Short exercise 1: Shift every coordinate in the answers up by 129 and give those lines again, requests included. Begin at the first line of the entries and stop after the line that has "[(139, 56), (582, 144), (200, 156)]", and leave the pictures out of your answer.

Excerpted text:
Fair enough. All we have to do is change our tokenizer to return the list tokens, then we can write the algorithm. When it comes to returning tokens from the tokenizer we have to choices: return the tokens as raw text the way we already store them in a vector, or turn them into tokens, as defined in the union structure described earlier. Either way is fine, but keeping with out philosophy that the tokenizer does no error checking, return them as strings, were a string of numerals is an operand token, an operator character is a binary operator, and an operator character preceded by a U is a unary operator. So before we shunt the tokens through the yard, so to say, we should translate them into the more precise representation format (which is more compact). We also need to define the precedence of our operators, luckily this is very well defined, both in mathematics and in every programming language ever, so we can just use someone else's list of precedence.
The algorithm as explained above also assumes that you want to evaluate the expression while you parse it. We don't want that. The algorithm needs to change so that instead of 'applying' the operator to the operands, we just push the operator onto the operand stack. Logically, instead of calling it an operand stack we will call it a output queue. (The reason I posted that version of the algorithm was that it was the most compact version I found, but it still applies). The algorithm written in C++-code looks like follows:
#include <string>
#include <vector>
#include "Token.h"
#include <exception>
#include <algorithm>
#include <map>
std::vector<Token> toTokens(const std::vector<std::string>& tokens)
{
std::vector<Token> ret;
for (auto& token : tokens)
{
if (token.size() == 0)
continue;
if (token[0] >= '0' && token[0] <= '9')
{
if (std::find_if(token.begin(), token.end(),
[](char test) {return !(test >= '0' && test <= '9'); })
!= token.end())
continue; //not all numerals, abort!
Token t;
t.type = Token::Type::Number;
t.token.value = atoi(token.c_str());
ret.push_back(t);
}
else if (token[0] == 'U')
{
if (token.size() == 1)
continue;
if (token[1] == '-' || token[1] == '+')
{
Token t;
t.type = Token::Type::Operator;
t.token.op = Token::OpType::Neg;
ret.push_back(t);
}
}
else
{
Token t;
t.type = Token::Type::Operator;
switch (token[0])

Dataset extract:

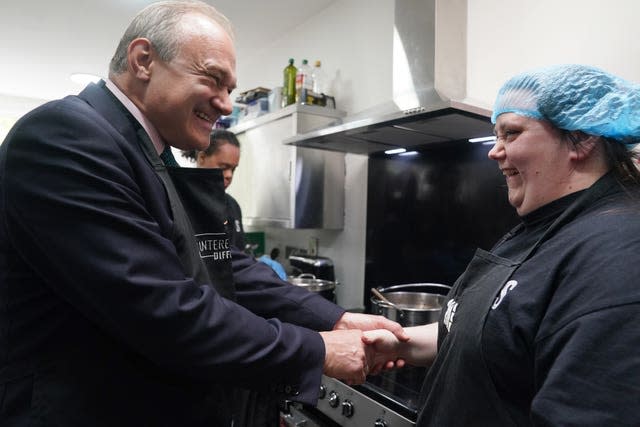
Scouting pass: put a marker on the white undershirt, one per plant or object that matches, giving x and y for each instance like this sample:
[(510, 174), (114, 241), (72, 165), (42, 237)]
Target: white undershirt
[(158, 143)]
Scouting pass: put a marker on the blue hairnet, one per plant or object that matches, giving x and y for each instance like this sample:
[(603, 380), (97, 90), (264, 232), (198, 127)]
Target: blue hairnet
[(575, 97)]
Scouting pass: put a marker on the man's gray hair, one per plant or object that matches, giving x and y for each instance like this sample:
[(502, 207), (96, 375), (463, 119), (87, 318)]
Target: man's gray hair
[(160, 23)]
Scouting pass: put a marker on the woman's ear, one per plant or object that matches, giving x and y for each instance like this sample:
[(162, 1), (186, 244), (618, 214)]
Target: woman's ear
[(139, 56), (582, 144), (200, 156)]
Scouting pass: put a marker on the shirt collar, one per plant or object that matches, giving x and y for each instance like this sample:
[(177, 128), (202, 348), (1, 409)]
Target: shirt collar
[(157, 141)]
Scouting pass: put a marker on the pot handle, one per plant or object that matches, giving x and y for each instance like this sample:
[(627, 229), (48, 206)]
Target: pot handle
[(383, 299)]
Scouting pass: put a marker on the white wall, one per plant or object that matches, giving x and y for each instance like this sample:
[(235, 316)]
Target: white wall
[(352, 38), (506, 37)]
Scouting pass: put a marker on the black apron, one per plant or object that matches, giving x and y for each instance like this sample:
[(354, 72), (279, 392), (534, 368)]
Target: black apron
[(198, 207), (459, 390), (203, 240), (199, 210)]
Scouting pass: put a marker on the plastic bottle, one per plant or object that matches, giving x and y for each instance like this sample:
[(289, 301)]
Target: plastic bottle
[(304, 83), (289, 84), (319, 84), (319, 79)]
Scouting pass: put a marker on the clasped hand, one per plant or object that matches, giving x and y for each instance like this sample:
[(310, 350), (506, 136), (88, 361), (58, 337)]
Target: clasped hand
[(351, 355)]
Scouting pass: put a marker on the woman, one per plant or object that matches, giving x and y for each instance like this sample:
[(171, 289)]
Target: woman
[(543, 330), (223, 153)]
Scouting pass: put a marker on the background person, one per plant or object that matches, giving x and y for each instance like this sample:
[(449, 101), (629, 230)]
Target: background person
[(223, 153), (543, 330), (108, 313)]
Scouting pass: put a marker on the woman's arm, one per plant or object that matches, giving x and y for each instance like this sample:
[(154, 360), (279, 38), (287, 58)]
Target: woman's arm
[(419, 350)]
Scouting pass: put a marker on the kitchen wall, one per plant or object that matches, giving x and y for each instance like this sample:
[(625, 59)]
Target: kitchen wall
[(503, 37), (353, 38)]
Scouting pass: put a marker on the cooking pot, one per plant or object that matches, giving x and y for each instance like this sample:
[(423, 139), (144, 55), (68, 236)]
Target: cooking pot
[(413, 304), (326, 288)]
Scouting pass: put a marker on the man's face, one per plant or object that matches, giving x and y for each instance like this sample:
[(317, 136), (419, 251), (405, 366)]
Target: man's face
[(535, 161), (185, 96)]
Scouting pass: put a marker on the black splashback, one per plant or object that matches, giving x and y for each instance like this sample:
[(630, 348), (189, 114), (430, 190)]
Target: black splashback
[(427, 214)]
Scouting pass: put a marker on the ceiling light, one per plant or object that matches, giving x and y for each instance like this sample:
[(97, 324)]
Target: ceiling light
[(395, 151), (84, 79)]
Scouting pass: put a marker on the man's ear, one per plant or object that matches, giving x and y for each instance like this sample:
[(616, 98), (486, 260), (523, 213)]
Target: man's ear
[(139, 57), (582, 145)]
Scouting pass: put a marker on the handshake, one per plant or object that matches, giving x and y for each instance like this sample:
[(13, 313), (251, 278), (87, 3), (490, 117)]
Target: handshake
[(363, 344)]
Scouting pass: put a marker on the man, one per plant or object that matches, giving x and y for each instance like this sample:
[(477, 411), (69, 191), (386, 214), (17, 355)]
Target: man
[(105, 314)]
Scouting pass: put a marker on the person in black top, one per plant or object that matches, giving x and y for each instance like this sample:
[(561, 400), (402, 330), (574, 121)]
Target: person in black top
[(121, 301), (223, 153), (543, 330)]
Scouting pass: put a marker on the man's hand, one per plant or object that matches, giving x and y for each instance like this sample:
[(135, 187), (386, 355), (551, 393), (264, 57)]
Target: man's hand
[(347, 358), (421, 350), (369, 322)]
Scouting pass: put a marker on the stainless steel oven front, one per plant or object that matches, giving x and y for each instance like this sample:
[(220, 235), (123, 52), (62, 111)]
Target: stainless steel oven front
[(360, 406)]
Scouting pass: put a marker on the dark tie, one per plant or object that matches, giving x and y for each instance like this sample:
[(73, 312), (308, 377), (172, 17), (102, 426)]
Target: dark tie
[(167, 158)]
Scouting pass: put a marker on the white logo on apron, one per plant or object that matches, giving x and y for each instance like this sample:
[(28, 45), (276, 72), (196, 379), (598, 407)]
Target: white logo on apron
[(452, 305), (506, 288)]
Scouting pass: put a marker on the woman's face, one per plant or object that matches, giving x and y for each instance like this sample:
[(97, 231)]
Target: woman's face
[(535, 160), (226, 158)]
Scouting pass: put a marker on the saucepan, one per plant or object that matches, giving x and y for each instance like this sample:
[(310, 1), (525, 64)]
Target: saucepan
[(308, 281), (411, 304)]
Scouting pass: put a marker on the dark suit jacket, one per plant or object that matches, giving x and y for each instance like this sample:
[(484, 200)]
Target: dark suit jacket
[(99, 325)]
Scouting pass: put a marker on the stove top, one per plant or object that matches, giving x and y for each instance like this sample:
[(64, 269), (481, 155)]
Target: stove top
[(398, 389), (388, 399)]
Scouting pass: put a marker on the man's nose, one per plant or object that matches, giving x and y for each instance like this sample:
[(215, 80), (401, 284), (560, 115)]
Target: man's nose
[(222, 102), (496, 151)]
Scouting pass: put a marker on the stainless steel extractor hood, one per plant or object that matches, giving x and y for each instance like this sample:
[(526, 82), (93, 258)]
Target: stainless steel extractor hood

Short exercise 2: In the tokenizer text, begin at the words "#include <exception>" and stop after "(token.size() == 0)". Write that part out again, swapping "ret" for "result".

Correct answer 1:
Scouting pass: put a marker on the white undershirt, one per plant or object that matches, giving x and y for each instance like this sample:
[(510, 174), (114, 241), (72, 165), (42, 237)]
Target: white undershirt
[(287, 272)]
Scouting pass: put a marker on the blue hairnet, one per plant or object that matches, giving x and y for each instance like this sample:
[(603, 380), (97, 90), (264, 232), (198, 127)]
Target: blue hairnet
[(704, 226)]
Scouting pass: put a marker on the man's gray hair, one per plant or object that matches, giving x and y for each instance like this sample:
[(502, 207), (96, 375), (463, 119), (87, 318)]
Target: man's gray hair
[(289, 152)]
Scouting pass: put a marker on the woman's ear, one per plant or object that matches, giving x and y for each instance like this sample:
[(162, 1), (186, 244), (618, 214)]
Target: woman's ear
[(268, 185), (711, 273), (329, 285)]

Correct answer 2:
#include <exception>
#include <algorithm>
#include <map>
std::vector<Token> toTokens(const std::vector<std::string>& tokens)
{
std::vector<Token> result;
for (auto& token : tokens)
{
if (token.size() == 0)